• TEXT TO READ:
_ _ _
Days are subdivided into those with precipitation and precipitation-free 
days. I will abbreviate these labels to wet days and dry days. It is suggested that 
a 2 state Markov chain model may be suitable for modelling the pattern of wet 
and dry days. 

1. As a first attempt, the data for calendar year 2008 are used to fit the 
transition probabilities. The model is tested by using the stationary 
distribution of the Markov chain to predict the number of wet and dry 
days in the period 1999-2008. A chi-squared test is used to compare the 
predicted numbers with the actual numbers and this test suggests the 
model is not reliable. 

2. The data are examined in more detail and it is found that 2008 was an 
unusually dry year. As a second attempt, the transition probabilities are 
refitted using the two years’ data 2007-2008. The numbers of wet and 
dry days for 1999-2008 are again predicted and compared to actual 
data via the chi-squared test, this time finding no significant variation. 
The conclusion made is that for the second attempt, “this forecast model 
works” (Boncek & Harden, 2009, p. 14), while the first attempt did not work.
_ _ _
• WHAT IS REQUIRED:
Answer the following questions using the passage on modeling wet and dry days.
(a) Which data were used to fit the transition probabilities in the first attempt?
(b) What did closer examination of the data reveal about 2008?
(c) Which years' data were used to refit the transition probabilities in the second attempt?

[Coordinate labeling data]
_ _ _
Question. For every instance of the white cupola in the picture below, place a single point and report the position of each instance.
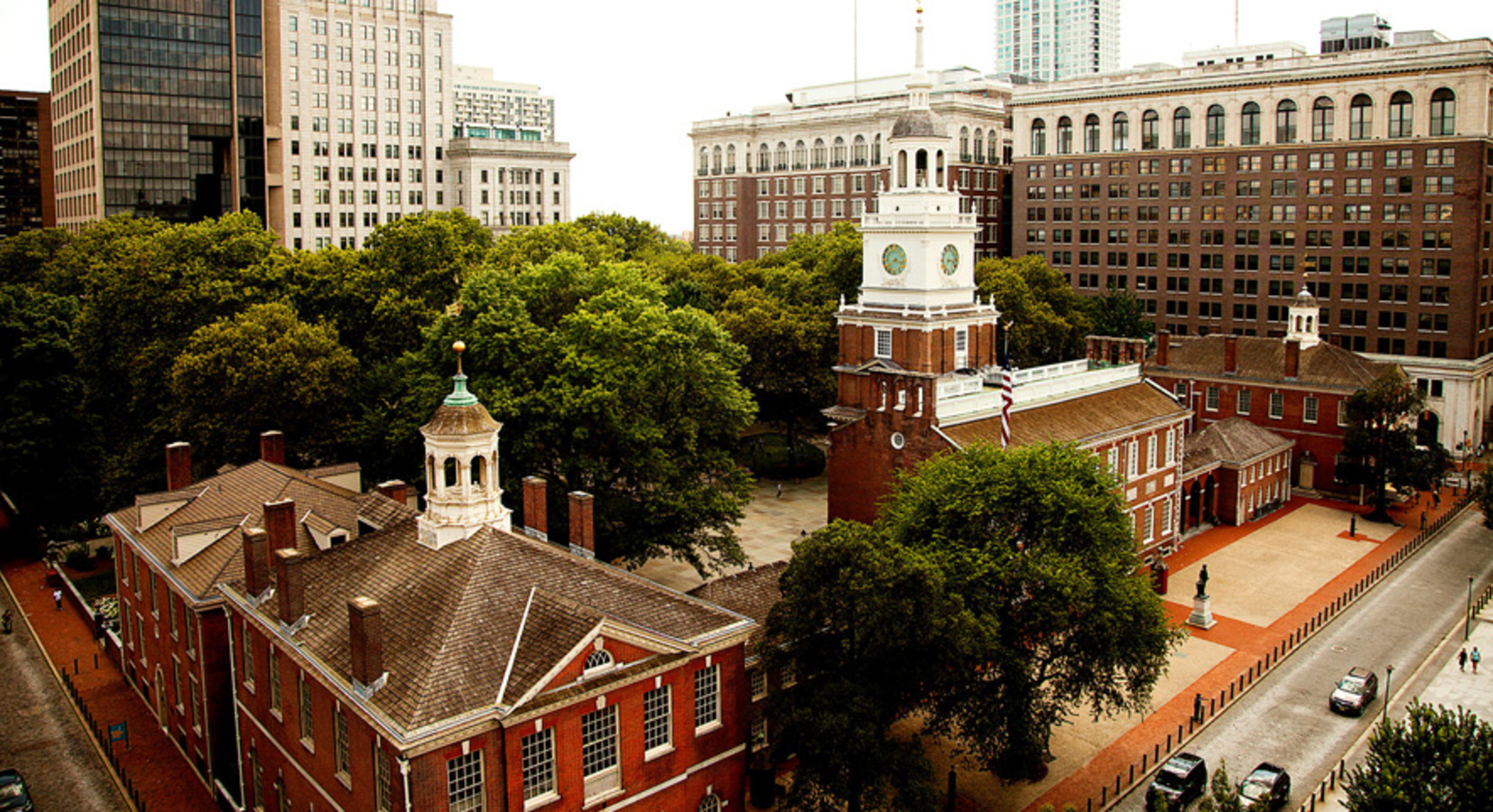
(461, 492)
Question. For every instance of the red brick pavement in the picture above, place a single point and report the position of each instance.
(1256, 650)
(153, 766)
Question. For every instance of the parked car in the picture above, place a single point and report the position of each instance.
(14, 796)
(1268, 787)
(1355, 691)
(1180, 781)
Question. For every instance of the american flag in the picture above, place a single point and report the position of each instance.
(1006, 396)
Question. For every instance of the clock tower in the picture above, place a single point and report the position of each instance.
(919, 328)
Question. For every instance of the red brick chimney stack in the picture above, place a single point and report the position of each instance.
(290, 591)
(396, 490)
(536, 518)
(581, 540)
(178, 466)
(1294, 358)
(255, 561)
(280, 524)
(366, 639)
(272, 447)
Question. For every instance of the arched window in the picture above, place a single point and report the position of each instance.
(1038, 136)
(1321, 111)
(1150, 130)
(1401, 114)
(1212, 130)
(1248, 125)
(1182, 129)
(1285, 121)
(1360, 116)
(1442, 112)
(598, 660)
(1065, 136)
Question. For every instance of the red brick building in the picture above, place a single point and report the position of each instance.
(1296, 387)
(173, 548)
(447, 663)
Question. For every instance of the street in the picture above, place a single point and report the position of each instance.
(1284, 718)
(42, 736)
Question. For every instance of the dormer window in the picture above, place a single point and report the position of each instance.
(598, 661)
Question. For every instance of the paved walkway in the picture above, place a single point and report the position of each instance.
(153, 768)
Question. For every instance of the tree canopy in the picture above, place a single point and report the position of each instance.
(1433, 760)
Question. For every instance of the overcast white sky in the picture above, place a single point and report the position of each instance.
(629, 78)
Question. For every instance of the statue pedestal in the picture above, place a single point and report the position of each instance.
(1202, 613)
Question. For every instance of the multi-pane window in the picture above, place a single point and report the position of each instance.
(538, 754)
(659, 718)
(599, 751)
(339, 723)
(707, 696)
(465, 782)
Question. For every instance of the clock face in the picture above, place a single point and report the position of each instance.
(895, 260)
(950, 260)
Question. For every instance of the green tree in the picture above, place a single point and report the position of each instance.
(849, 600)
(1118, 314)
(605, 388)
(1381, 433)
(48, 442)
(260, 371)
(1433, 760)
(1048, 323)
(1035, 544)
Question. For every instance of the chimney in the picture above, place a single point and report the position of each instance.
(178, 466)
(1294, 357)
(255, 561)
(272, 447)
(396, 490)
(280, 524)
(290, 590)
(581, 540)
(366, 639)
(534, 506)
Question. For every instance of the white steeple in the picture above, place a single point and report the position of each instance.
(461, 492)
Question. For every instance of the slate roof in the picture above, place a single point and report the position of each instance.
(236, 499)
(1229, 440)
(1079, 420)
(486, 620)
(751, 593)
(1262, 358)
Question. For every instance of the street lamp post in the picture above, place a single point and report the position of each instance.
(1389, 675)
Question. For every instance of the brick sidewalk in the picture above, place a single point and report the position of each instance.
(1126, 760)
(154, 770)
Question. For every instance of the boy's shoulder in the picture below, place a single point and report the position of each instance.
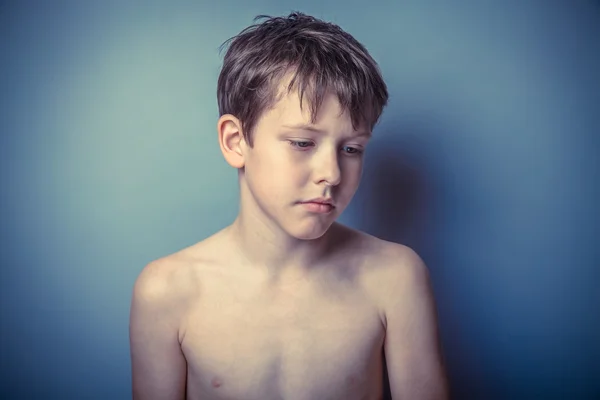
(178, 276)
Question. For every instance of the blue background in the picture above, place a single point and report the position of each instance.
(485, 162)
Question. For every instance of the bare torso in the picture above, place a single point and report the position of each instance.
(316, 338)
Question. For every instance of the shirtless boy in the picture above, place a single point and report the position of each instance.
(286, 303)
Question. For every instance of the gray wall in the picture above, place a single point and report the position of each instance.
(485, 162)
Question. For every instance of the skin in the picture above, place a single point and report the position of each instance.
(286, 303)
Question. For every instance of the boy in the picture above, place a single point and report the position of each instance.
(285, 303)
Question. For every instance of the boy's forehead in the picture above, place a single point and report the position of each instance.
(289, 107)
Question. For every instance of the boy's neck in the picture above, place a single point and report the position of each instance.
(270, 250)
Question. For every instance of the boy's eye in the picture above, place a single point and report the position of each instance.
(301, 144)
(352, 150)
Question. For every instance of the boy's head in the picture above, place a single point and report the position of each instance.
(318, 56)
(298, 99)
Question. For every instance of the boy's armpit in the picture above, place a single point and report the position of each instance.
(412, 346)
(158, 364)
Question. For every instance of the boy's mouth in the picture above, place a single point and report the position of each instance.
(320, 200)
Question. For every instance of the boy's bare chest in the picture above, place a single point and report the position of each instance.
(308, 343)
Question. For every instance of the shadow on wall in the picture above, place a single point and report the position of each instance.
(404, 198)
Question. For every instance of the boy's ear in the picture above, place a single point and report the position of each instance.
(231, 140)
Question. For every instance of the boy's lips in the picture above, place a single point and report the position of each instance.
(320, 200)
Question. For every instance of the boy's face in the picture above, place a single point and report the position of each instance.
(293, 161)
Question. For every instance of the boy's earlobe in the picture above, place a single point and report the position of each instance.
(231, 140)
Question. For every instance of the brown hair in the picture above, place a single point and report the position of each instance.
(320, 56)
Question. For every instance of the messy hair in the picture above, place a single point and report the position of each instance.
(319, 56)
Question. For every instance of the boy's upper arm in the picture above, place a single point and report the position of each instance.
(158, 365)
(412, 346)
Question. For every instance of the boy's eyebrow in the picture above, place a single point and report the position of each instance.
_ _ _
• RESPONSE BELOW:
(a) The data for calendar year 2008.
(b) It was an unusually dry year.
(c) The two years 2007–2008.